*Stated goal*:
Rewrite all of these lines with "thickest part" changed to "widest part" and nothing else altered. Leave the pictures out.

*Given entries*:
- - -

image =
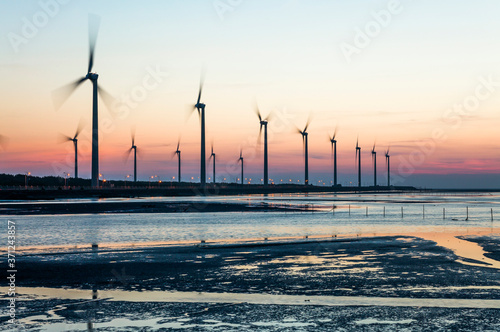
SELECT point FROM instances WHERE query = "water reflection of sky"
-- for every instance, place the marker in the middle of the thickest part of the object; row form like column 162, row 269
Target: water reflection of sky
column 353, row 214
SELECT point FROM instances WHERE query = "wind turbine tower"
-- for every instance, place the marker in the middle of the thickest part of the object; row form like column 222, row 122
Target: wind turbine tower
column 358, row 158
column 305, row 134
column 334, row 153
column 263, row 123
column 212, row 155
column 388, row 162
column 63, row 93
column 374, row 159
column 241, row 160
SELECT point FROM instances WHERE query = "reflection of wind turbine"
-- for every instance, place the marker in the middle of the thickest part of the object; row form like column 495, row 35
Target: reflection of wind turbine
column 178, row 153
column 240, row 159
column 74, row 139
column 63, row 93
column 334, row 155
column 133, row 147
column 201, row 113
column 388, row 162
column 358, row 159
column 263, row 123
column 374, row 159
column 212, row 155
column 306, row 151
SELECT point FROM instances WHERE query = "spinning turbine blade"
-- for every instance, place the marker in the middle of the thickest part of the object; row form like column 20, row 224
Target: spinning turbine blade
column 94, row 22
column 79, row 129
column 108, row 99
column 63, row 138
column 60, row 95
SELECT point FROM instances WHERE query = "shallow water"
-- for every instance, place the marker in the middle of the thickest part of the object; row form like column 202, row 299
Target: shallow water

- - -

*Exercise result*:
image =
SELECT point FROM instances WHERE query = "water reflection of sky"
-- for every instance, place the marker in the middle of the widest part of the object; row form like column 162, row 269
Target: water reflection of sky
column 353, row 214
SELECT point FROM instances WHERE query = "wind turbine tower"
-- for every instance, place the marker in the middle of the widest part of the object; row form like column 222, row 122
Target: wind turbine tower
column 358, row 158
column 305, row 134
column 334, row 153
column 263, row 123
column 212, row 155
column 388, row 162
column 63, row 93
column 374, row 159
column 241, row 160
SELECT point FROM instances WHERE query = "reflection of wind turbine"
-- for every instance, place the marker in the middle of the widest part of the object; row form like column 495, row 35
Target: reflection of wind turbine
column 178, row 153
column 240, row 159
column 74, row 139
column 63, row 93
column 334, row 155
column 133, row 147
column 201, row 113
column 388, row 162
column 358, row 159
column 263, row 123
column 374, row 159
column 212, row 155
column 306, row 151
SELECT point FROM instances WHERE query = "spinning turbine blade"
-- for every instance, place the marker in the middle of the widest part of the object; row form like column 20, row 224
Target: spinning turbine blade
column 94, row 22
column 79, row 129
column 108, row 99
column 63, row 138
column 60, row 95
SELECT point FROM instances WHERE query = "shallow water"
-- for every instance, place the marker in the middle of the widest part of the object; row form like column 202, row 299
Target: shallow water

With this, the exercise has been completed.